文書抜粋 –

━━━━━━━━━━━━━━━━━━━━

病原性
病原性
牛はO157に感染しても、全く発症しません。エッと思われるかもしれませんが、ひとつの病原体でも、その病原性は取り付いた動物ごとに全く異なるのです。サルモネラは鳥や爬虫類には常在しています。飼っていた亀からサルモネラに感染したという事例はいくつもあります。
私がこの仕事に入る前、研究対象にしていたツツガムシ病の病原体は、人間には致死的です。しかし、それを人間に運ぶツツガムシ呼ばれるダニの中では、平和なオジャマ虫のようです。ダニの中では平和に暮らし、卵を通じて子々孫々に伝えられます。
ウイルスも同様で、感染できる相手が限られ(「ウイルスと細菌」のページを参照)、与える毒性にも大きな差があります。高い致死性で恐れられているエボラウイルスは、コウモリには毒性を発揮しないようです。

━━━━━━━━━━━━━━━━━━━━

提供資料 –
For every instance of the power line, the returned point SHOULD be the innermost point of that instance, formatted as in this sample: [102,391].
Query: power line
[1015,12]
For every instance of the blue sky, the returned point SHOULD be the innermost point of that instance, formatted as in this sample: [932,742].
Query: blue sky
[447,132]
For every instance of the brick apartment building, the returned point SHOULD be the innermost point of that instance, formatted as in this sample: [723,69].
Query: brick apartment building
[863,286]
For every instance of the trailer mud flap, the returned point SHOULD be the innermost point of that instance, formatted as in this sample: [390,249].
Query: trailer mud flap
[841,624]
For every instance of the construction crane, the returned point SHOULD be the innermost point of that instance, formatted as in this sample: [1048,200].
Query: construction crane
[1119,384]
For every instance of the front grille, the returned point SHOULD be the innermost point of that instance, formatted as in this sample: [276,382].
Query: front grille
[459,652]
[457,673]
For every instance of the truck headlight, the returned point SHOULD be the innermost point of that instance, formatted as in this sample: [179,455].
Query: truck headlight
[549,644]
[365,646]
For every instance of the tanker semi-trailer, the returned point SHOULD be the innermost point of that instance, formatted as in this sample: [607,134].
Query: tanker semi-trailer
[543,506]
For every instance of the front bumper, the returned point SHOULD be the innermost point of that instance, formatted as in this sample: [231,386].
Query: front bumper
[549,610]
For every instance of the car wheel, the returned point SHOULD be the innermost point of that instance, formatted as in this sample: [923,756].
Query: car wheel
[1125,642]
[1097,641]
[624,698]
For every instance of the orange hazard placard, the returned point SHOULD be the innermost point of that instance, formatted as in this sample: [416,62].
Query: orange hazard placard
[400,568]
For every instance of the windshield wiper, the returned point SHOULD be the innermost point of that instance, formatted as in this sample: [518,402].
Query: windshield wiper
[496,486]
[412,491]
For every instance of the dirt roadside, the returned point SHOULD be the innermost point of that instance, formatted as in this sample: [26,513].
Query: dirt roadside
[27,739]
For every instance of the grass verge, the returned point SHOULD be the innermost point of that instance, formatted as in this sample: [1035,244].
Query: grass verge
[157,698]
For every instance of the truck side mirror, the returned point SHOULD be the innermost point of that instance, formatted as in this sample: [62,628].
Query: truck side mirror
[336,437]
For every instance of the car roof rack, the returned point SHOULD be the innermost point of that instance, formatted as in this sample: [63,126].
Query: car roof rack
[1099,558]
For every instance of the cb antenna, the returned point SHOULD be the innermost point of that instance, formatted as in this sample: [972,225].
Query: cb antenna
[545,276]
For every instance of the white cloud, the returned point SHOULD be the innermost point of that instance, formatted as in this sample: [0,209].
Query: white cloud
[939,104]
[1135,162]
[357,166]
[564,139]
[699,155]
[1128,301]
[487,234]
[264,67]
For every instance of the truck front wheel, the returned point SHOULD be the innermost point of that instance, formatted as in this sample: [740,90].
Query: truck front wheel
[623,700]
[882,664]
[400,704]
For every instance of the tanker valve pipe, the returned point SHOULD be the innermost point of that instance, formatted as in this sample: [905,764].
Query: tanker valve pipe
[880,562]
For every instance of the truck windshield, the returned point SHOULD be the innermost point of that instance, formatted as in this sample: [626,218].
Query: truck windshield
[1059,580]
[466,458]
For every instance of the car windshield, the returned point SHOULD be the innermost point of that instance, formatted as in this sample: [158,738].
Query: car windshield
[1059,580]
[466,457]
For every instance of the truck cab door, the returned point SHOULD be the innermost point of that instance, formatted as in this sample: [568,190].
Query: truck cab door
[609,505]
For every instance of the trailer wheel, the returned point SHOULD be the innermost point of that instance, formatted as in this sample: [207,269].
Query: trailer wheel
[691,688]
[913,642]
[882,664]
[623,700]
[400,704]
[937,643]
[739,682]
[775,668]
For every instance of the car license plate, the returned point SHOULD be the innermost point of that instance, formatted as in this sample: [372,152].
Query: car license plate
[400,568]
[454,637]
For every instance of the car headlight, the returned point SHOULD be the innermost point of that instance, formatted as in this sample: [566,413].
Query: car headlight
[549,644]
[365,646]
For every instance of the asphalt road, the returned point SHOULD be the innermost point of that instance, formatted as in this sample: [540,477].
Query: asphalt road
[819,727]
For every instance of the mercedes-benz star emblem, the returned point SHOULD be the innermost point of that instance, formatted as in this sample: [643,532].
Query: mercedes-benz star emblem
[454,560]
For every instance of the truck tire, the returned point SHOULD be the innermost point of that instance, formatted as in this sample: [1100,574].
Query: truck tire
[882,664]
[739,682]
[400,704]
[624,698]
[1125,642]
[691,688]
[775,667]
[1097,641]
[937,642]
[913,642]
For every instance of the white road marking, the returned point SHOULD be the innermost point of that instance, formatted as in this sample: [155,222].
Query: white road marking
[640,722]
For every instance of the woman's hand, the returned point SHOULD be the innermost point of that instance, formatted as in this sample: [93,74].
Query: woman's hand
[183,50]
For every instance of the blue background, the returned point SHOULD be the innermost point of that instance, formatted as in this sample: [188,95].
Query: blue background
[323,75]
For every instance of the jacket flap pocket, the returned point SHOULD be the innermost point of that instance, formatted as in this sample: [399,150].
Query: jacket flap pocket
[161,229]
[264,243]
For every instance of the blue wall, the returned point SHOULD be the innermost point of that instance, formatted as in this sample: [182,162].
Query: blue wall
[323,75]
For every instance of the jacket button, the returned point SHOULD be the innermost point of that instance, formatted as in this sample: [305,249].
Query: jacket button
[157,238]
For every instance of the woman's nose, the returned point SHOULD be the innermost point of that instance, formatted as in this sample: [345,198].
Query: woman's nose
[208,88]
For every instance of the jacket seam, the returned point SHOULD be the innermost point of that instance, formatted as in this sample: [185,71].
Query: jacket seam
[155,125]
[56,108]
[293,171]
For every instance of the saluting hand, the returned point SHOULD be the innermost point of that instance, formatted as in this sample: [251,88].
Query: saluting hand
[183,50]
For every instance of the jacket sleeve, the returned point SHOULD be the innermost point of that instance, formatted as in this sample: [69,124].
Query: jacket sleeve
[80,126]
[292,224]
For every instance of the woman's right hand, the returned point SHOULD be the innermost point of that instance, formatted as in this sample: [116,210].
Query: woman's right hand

━━━━━━━━━━━━━━━━━━━━

取り組む内容 –
• A. 病原性の文章のうち、「私がこの仕事に入る前」で始まる段落を、主な事実を残して短く書き直してください。
• B. 病原性の文章を二文に要約すること。
資料はこの作業には関係しません。

各課題の解答 –
• A. 筆者がかつて研究対象にしていたツツガムシ病の病原体は、人間には致死的だが、それを運ぶツツガムシというダニの中では平和に暮らし、卵を通じて子孫へ伝えられる。

• B. ひとつの病原体でも、その病原性は取り付いた動物ごとに全く異なる。O157は牛に感染しても発症せず、サルモネラは鳥や爬虫類に常在しているほか、ツツガムシ病の病原体は人間には致死的でもダニの中では平和に暮らし、高い致死性で恐れられるエボラウイルスもコウモリには毒性を発揮しないようだ。